Riscrivi la parte dell'articolo sui femminicidi che si apre con le parole contenenti "ROMA – Il ritrovamento" e si chiude con "un approccio sensibile.". Sostituisci "profondamente" con "intensamente".

### TESTO ESTRATTO
•••

Il caso Giulia Cecchetin ci impone di riflettere sulla potenza dell’informazione responsabile

Femminicidi: quando la narrazione uccide due volte

Giulia Cecchetin

ROMA – Il ritrovamento del corpo della giovane Giulia Cecchettin ha scosso profondamente tutti, riportando all’attenzione dell’opinione pubblica questioni fondamentali relative ai femminicidi. Questa tragica vicenda si inserisce purtroppo in un contesto più ampio di violenza di genere, richiedendo un’analisi attenta e un approccio sensibile.

Giulia Cecchetin

Negli anni sono stati attribuiti nomi e definiti vari reati, tra cui l’unico termine accettabile è omicidio. Tuttavia, è innegabile che si assista costantemente a descrizioni sempre più distorte e narrazioni che, anziché evidenziare la gravità del fatto, sembrano quasi giustificarlo. Queste narrazioni contribuiscono a normalizzare l’evento, specialmente quando vengono diffuse dalle voci degli assassini e delle famiglie coinvolte. Tale modo di raccontare i fatti può influenzare la percezione dell’opinione pubblica, attenuando la responsabilità e la gravità dell’atto commesso.
Frasi come “Era una brava persona”, “Salutava sempre”, “Era un gran lavoratore e stravedeva per la moglie”, così come “Erano innamorati e felici”, “Proprio una bella famiglia” sono diventate un vero e proprio mantra, ripetute dai parenti, dagli amici, dai vicini, dai conoscenti, dopo un fatto di cronaca, un omicidio, un femminicidio. Si tratta di un rituale che probabilmente serve a esorcizzare l’accaduto. Frasi purificatrici, come se le tragedie venissero scatenate dal nulla, da spiriti, o ancor peggio, attribuendole a colpe e azioni non dipendenti dalla propria volontà: “è stato un raptus”, un momento improvviso, una follia momentanea.

•••

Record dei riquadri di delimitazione
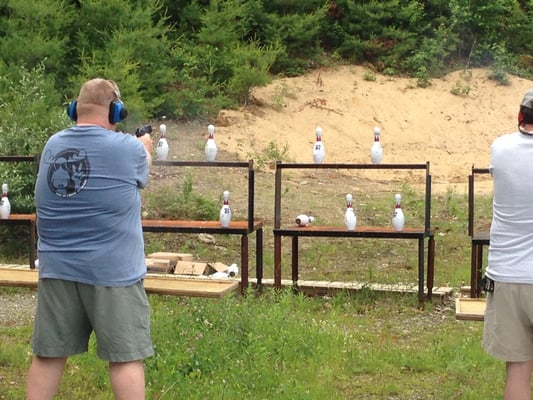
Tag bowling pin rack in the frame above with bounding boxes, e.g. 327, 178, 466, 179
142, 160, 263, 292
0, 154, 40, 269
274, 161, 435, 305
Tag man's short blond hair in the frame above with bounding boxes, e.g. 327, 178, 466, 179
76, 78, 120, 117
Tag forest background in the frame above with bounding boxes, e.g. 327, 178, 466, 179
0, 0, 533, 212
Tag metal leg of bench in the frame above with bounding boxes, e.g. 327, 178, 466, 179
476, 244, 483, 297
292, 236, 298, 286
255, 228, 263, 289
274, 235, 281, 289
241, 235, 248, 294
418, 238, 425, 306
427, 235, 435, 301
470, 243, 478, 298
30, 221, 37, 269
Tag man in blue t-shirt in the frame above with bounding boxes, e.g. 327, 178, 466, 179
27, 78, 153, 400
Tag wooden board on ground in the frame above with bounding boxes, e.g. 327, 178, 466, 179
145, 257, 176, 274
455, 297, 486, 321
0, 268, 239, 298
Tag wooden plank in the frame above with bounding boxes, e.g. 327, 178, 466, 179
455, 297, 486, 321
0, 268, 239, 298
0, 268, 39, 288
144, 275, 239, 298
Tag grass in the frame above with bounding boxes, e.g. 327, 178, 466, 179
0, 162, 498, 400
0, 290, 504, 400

•••

### COMPITO SVOLTO
ROMA – Il ritrovamento del corpo della giovane Giulia Cecchettin ha scosso intensamente tutti, riportando all’attenzione dell’opinione pubblica questioni fondamentali relative ai femminicidi. Questa tragica vicenda si inserisce purtroppo in un contesto più ampio di violenza di genere, richiedendo un’analisi attenta e un approccio sensibile.